§ **Directive**
Gather every line of the records below that contains the word "debris" and copy each one unchanged. Case counts when matching.

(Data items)
* * *

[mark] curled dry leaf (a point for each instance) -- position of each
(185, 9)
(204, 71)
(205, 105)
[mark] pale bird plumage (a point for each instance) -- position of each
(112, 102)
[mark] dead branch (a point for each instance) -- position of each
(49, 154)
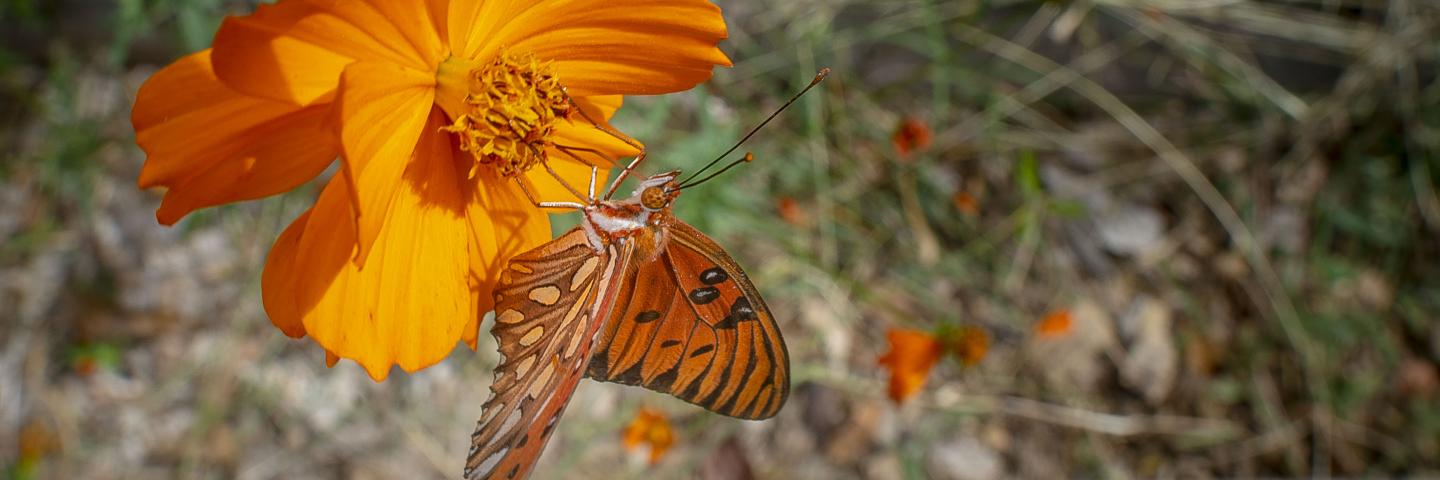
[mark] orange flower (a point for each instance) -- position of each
(912, 136)
(650, 427)
(438, 110)
(969, 345)
(910, 358)
(1054, 325)
(33, 443)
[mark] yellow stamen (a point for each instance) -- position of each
(504, 110)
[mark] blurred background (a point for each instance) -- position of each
(1201, 238)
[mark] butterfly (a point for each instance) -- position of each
(631, 296)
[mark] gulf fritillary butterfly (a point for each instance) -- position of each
(631, 296)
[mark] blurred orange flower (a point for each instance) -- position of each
(909, 361)
(33, 443)
(435, 108)
(1054, 325)
(651, 428)
(912, 136)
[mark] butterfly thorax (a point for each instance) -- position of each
(644, 218)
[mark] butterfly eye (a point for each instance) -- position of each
(653, 198)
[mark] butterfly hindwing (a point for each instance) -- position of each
(549, 306)
(691, 325)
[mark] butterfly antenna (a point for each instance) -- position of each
(686, 182)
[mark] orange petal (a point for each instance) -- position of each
(601, 48)
(592, 143)
(910, 358)
(382, 111)
(411, 300)
(1054, 325)
(578, 175)
(910, 136)
(503, 224)
(278, 280)
(295, 51)
(210, 144)
(471, 23)
(650, 427)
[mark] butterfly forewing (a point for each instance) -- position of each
(691, 325)
(549, 306)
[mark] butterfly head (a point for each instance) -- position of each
(658, 190)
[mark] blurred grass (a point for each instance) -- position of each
(1289, 150)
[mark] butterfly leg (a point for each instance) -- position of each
(546, 205)
(625, 173)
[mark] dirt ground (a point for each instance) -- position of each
(1233, 201)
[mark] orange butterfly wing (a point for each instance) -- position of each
(691, 325)
(549, 306)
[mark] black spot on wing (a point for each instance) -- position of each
(647, 316)
(599, 365)
(704, 294)
(664, 381)
(739, 391)
(702, 350)
(713, 276)
(630, 376)
(742, 310)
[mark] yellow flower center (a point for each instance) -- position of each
(504, 110)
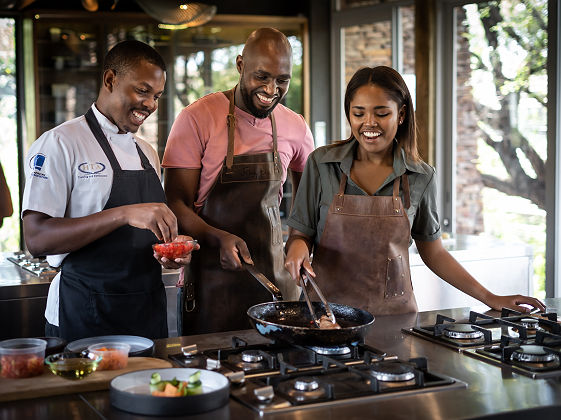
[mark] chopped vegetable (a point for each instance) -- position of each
(20, 365)
(175, 387)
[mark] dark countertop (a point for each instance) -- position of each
(492, 392)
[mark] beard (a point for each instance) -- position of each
(248, 101)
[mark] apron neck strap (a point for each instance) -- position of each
(102, 140)
(405, 186)
(231, 120)
(342, 184)
(143, 159)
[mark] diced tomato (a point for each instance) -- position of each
(21, 365)
(173, 250)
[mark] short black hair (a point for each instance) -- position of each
(123, 56)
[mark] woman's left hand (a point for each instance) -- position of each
(514, 302)
(178, 262)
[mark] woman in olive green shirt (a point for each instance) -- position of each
(362, 201)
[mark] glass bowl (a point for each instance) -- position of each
(22, 357)
(114, 355)
(173, 250)
(72, 365)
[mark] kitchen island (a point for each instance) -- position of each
(488, 392)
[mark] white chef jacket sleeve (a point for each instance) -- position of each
(48, 174)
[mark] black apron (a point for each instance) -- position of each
(244, 201)
(114, 285)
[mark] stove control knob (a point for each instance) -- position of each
(264, 394)
(306, 384)
(237, 378)
(252, 356)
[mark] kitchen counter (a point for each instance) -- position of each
(492, 392)
(23, 299)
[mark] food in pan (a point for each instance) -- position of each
(173, 250)
(175, 387)
(326, 324)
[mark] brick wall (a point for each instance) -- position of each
(469, 203)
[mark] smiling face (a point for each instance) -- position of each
(264, 79)
(374, 118)
(131, 96)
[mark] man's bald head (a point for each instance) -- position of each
(267, 38)
(265, 68)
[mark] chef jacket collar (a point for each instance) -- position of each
(345, 152)
(108, 127)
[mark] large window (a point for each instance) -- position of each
(9, 232)
(499, 134)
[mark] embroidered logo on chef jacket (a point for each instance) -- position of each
(36, 163)
(92, 170)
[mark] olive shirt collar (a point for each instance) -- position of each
(344, 154)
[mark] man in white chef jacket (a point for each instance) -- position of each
(94, 204)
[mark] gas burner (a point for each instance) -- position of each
(530, 323)
(304, 388)
(392, 372)
(532, 354)
(462, 332)
(331, 351)
(248, 360)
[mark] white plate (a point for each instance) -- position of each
(131, 392)
(138, 344)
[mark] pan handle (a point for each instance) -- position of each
(265, 282)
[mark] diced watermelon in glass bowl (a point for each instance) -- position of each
(173, 250)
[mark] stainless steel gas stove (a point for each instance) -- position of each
(526, 344)
(37, 266)
(280, 377)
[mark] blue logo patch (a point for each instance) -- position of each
(37, 161)
(91, 168)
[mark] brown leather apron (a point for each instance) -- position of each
(245, 202)
(362, 259)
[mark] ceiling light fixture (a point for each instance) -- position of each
(178, 14)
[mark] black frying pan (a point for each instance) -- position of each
(291, 321)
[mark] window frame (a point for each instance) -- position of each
(445, 133)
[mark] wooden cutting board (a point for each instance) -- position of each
(49, 384)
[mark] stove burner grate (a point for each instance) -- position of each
(392, 371)
(462, 332)
(331, 351)
(532, 354)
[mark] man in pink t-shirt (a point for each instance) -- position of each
(226, 159)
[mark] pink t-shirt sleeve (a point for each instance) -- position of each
(186, 142)
(304, 147)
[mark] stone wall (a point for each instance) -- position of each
(469, 203)
(370, 45)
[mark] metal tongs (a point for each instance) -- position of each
(305, 279)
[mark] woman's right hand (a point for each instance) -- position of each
(298, 257)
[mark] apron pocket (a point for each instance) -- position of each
(276, 229)
(128, 312)
(395, 277)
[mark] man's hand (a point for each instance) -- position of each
(156, 217)
(231, 249)
(178, 262)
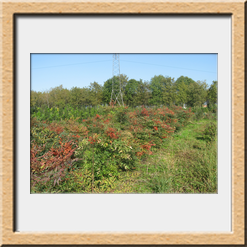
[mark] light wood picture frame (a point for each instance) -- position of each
(238, 235)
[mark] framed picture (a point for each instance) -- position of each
(207, 213)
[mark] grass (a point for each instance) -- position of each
(185, 164)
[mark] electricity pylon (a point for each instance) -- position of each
(116, 94)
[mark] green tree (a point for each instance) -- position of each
(197, 93)
(95, 93)
(212, 93)
(107, 89)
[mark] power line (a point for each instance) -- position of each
(70, 64)
(166, 66)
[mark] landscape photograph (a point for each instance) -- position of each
(123, 123)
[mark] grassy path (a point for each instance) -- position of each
(185, 164)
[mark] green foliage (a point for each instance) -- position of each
(210, 132)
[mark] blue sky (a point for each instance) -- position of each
(79, 70)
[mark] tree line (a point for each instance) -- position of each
(159, 90)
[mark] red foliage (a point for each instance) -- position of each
(111, 132)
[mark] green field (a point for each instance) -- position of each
(124, 150)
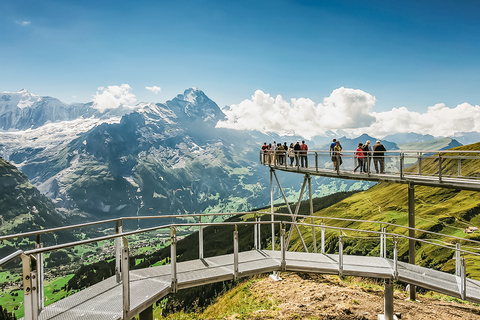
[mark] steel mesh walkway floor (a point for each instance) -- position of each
(104, 300)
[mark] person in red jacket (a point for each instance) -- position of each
(359, 156)
(303, 154)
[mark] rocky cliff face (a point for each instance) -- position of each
(23, 208)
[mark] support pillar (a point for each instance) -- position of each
(271, 208)
(411, 232)
(146, 314)
(388, 301)
(314, 237)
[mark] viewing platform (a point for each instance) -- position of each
(133, 292)
(445, 169)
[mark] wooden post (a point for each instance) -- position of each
(411, 232)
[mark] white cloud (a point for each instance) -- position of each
(348, 110)
(113, 97)
(154, 89)
(23, 23)
(344, 108)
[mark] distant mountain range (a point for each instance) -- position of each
(152, 158)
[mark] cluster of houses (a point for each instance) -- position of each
(470, 230)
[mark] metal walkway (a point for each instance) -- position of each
(446, 169)
(103, 300)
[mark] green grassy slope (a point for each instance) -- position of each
(440, 210)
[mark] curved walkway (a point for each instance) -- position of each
(447, 173)
(103, 300)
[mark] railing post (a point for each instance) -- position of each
(200, 240)
(173, 257)
(395, 259)
(283, 249)
(235, 254)
(458, 262)
(463, 292)
(125, 279)
(272, 217)
(384, 231)
(337, 156)
(419, 163)
(388, 299)
(340, 254)
(40, 276)
(255, 233)
(118, 252)
(323, 237)
(459, 166)
(30, 287)
(402, 159)
(439, 168)
(259, 234)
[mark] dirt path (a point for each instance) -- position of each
(312, 296)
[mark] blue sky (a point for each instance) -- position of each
(405, 53)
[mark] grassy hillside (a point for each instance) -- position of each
(441, 210)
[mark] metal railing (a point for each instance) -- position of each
(32, 260)
(443, 164)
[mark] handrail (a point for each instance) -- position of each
(10, 257)
(87, 224)
(379, 222)
(129, 233)
(222, 214)
(385, 233)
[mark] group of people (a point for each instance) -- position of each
(364, 155)
(276, 153)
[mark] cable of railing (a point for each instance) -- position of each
(386, 234)
(44, 231)
(87, 224)
(10, 257)
(129, 233)
(380, 222)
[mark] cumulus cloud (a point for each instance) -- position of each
(154, 89)
(113, 97)
(344, 108)
(348, 110)
(23, 23)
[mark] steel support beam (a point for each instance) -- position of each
(290, 210)
(146, 314)
(314, 237)
(388, 301)
(271, 209)
(411, 232)
(294, 218)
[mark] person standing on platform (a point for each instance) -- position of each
(291, 154)
(304, 154)
(359, 158)
(379, 156)
(281, 153)
(367, 153)
(264, 151)
(336, 156)
(297, 150)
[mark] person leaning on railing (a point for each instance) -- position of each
(296, 150)
(379, 156)
(336, 156)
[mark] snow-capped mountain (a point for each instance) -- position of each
(23, 110)
(157, 157)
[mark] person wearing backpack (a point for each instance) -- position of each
(303, 154)
(379, 156)
(367, 153)
(291, 154)
(359, 156)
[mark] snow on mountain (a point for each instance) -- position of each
(157, 157)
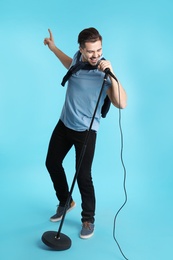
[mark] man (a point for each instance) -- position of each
(81, 97)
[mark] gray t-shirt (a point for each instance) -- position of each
(81, 97)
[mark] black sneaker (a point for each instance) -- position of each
(87, 230)
(60, 211)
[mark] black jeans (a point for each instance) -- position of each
(61, 141)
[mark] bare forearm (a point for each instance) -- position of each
(64, 59)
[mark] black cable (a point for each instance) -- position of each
(124, 181)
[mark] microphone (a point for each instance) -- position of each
(107, 71)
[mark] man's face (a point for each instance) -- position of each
(91, 52)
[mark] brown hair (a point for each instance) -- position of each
(88, 35)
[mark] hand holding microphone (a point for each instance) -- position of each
(105, 66)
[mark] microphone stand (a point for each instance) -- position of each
(57, 240)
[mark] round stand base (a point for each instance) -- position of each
(60, 243)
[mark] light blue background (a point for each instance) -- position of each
(138, 39)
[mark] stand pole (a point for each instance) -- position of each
(57, 240)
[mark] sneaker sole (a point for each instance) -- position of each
(58, 219)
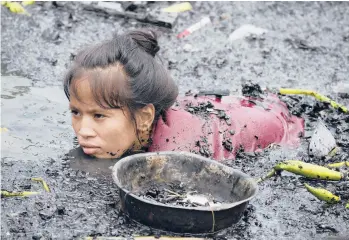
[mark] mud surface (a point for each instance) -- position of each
(307, 46)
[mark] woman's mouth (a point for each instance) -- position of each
(90, 150)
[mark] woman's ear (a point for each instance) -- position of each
(145, 117)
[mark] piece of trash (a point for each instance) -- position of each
(110, 7)
(322, 142)
(16, 7)
(180, 7)
(160, 18)
(322, 194)
(44, 184)
(318, 96)
(342, 90)
(26, 3)
(198, 199)
(188, 48)
(300, 44)
(203, 22)
(155, 16)
(245, 31)
(18, 194)
(269, 175)
(309, 170)
(3, 130)
(338, 165)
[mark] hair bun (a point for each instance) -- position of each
(146, 39)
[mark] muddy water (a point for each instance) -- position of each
(83, 202)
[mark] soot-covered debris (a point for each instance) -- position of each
(176, 194)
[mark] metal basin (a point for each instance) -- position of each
(233, 188)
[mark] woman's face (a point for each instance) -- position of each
(103, 133)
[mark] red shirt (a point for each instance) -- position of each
(218, 129)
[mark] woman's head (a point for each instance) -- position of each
(117, 90)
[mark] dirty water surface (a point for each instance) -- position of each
(307, 46)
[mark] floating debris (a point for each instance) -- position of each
(322, 142)
(3, 130)
(322, 98)
(338, 165)
(309, 170)
(203, 22)
(26, 3)
(245, 31)
(15, 7)
(323, 194)
(18, 194)
(44, 184)
(180, 7)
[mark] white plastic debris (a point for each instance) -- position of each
(245, 31)
(198, 199)
(322, 141)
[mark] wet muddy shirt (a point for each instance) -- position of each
(220, 128)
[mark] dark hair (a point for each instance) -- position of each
(141, 81)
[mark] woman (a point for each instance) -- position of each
(123, 101)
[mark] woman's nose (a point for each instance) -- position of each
(86, 130)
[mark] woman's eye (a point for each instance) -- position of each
(97, 115)
(74, 112)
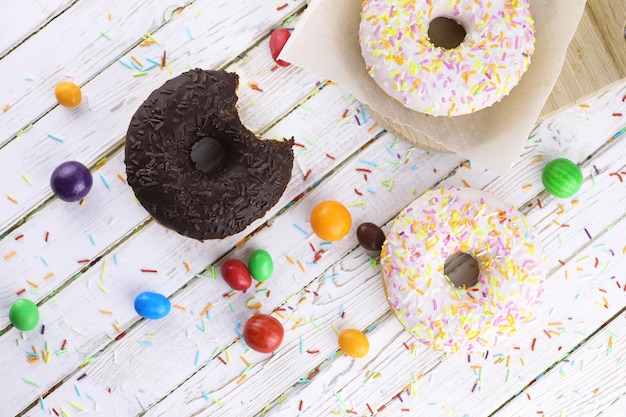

* * *

§ **Reply**
[mark] soot-covered debris (a point for each instance) -- position of each
[mark] floating debris (a point for each instance) -- position of each
[mark] white plastic debris (a point for each instance) -- position of each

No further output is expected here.